Word for word, print all of the entries below.
[Data provided Boundary: Start]
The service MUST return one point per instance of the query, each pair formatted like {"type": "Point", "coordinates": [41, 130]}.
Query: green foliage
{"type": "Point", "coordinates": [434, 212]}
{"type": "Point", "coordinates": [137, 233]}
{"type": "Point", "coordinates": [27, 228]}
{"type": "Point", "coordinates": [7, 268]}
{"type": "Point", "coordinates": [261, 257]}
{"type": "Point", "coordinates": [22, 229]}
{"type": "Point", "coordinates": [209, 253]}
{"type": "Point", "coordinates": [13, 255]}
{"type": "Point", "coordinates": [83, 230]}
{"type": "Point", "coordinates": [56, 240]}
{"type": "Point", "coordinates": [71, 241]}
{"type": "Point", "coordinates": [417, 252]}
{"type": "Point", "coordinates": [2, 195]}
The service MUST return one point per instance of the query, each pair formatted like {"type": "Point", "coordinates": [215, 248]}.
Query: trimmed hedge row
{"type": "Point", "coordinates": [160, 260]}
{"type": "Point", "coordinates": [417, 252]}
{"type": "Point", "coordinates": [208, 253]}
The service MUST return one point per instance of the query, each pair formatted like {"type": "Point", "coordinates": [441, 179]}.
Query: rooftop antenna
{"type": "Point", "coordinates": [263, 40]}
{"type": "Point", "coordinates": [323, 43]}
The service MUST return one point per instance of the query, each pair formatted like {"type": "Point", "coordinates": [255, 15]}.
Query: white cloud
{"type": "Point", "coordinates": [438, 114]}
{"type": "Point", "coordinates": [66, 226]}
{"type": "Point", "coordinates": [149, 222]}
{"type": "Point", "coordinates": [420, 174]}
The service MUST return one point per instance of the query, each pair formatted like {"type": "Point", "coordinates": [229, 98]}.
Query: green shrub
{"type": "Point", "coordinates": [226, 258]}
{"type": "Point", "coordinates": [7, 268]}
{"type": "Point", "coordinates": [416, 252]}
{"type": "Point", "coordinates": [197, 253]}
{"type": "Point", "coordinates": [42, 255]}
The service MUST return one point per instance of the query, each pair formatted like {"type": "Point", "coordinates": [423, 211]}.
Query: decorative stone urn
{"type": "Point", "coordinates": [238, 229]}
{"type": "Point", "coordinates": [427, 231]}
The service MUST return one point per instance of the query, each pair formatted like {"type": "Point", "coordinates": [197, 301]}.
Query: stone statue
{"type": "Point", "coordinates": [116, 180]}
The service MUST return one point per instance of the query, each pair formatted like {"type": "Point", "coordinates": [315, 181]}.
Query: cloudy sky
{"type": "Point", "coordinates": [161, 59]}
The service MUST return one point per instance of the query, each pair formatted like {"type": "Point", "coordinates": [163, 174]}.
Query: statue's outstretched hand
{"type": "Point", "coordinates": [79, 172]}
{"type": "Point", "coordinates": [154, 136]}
[Data provided Boundary: End]
__Response to the task__:
The service MUST return one point per instance of the query, each pair formatted like {"type": "Point", "coordinates": [41, 130]}.
Query: green foliage
{"type": "Point", "coordinates": [434, 212]}
{"type": "Point", "coordinates": [137, 233]}
{"type": "Point", "coordinates": [27, 228]}
{"type": "Point", "coordinates": [7, 268]}
{"type": "Point", "coordinates": [261, 257]}
{"type": "Point", "coordinates": [22, 229]}
{"type": "Point", "coordinates": [209, 253]}
{"type": "Point", "coordinates": [13, 255]}
{"type": "Point", "coordinates": [83, 230]}
{"type": "Point", "coordinates": [56, 240]}
{"type": "Point", "coordinates": [71, 241]}
{"type": "Point", "coordinates": [417, 252]}
{"type": "Point", "coordinates": [2, 195]}
The service MUST return one point per instance of the query, each pair formatted like {"type": "Point", "coordinates": [215, 248]}.
Query: trimmed hedge row
{"type": "Point", "coordinates": [160, 260]}
{"type": "Point", "coordinates": [417, 252]}
{"type": "Point", "coordinates": [208, 253]}
The service MUST return one point per instance of the query, each pair formatted like {"type": "Point", "coordinates": [441, 179]}.
Query: rooftop antenna
{"type": "Point", "coordinates": [263, 40]}
{"type": "Point", "coordinates": [323, 43]}
The service MUST return one point per instance of the query, each pair formatted like {"type": "Point", "coordinates": [255, 15]}.
Query: white cloud
{"type": "Point", "coordinates": [438, 114]}
{"type": "Point", "coordinates": [66, 226]}
{"type": "Point", "coordinates": [149, 222]}
{"type": "Point", "coordinates": [420, 174]}
The service MUST return one point per instance of the query, each pair formatted like {"type": "Point", "coordinates": [229, 98]}.
Query: green shrub
{"type": "Point", "coordinates": [226, 258]}
{"type": "Point", "coordinates": [7, 268]}
{"type": "Point", "coordinates": [416, 252]}
{"type": "Point", "coordinates": [197, 253]}
{"type": "Point", "coordinates": [42, 255]}
The service MUST return one point per instance of the query, each pair formatted like {"type": "Point", "coordinates": [423, 211]}.
Query: decorative stone urn
{"type": "Point", "coordinates": [238, 229]}
{"type": "Point", "coordinates": [427, 231]}
The service MUST return one point per instance of the query, each pair formatted like {"type": "Point", "coordinates": [197, 301]}.
Query: stone statue
{"type": "Point", "coordinates": [116, 180]}
The service MUST return one point per instance of the query, each pair formatted like {"type": "Point", "coordinates": [315, 181]}.
Query: cloudy sky
{"type": "Point", "coordinates": [161, 59]}
The service MUST return one point per instance of the query, each pair formatted like {"type": "Point", "coordinates": [163, 174]}.
Query: statue's outstretched hand
{"type": "Point", "coordinates": [79, 172]}
{"type": "Point", "coordinates": [154, 136]}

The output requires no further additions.